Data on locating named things
════

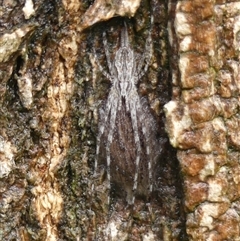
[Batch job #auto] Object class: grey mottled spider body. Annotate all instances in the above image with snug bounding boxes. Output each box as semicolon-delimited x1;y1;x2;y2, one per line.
94;17;153;204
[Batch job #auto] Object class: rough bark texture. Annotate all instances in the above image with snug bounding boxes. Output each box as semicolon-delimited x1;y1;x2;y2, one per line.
0;0;240;241
165;0;240;241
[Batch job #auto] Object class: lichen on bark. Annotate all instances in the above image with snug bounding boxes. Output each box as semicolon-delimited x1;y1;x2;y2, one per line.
165;1;240;240
0;0;188;240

════

* Given instruction:
From the data above, extract each line containing the string "bark", and reproduce those lines verbatim.

* Exercise answer:
[Batch job #auto] Object class: rough bark texture. Annotate all instances in the above image with snug bounding boxes. Output each box as semicolon-delimited x1;y1;x2;y2, one per line.
[Batch job #auto] Object class: lichen on bark. Annotate all instances in the above image with snug bounding boxes. Output each box as semicolon-delimited x1;y1;x2;y2, one per line.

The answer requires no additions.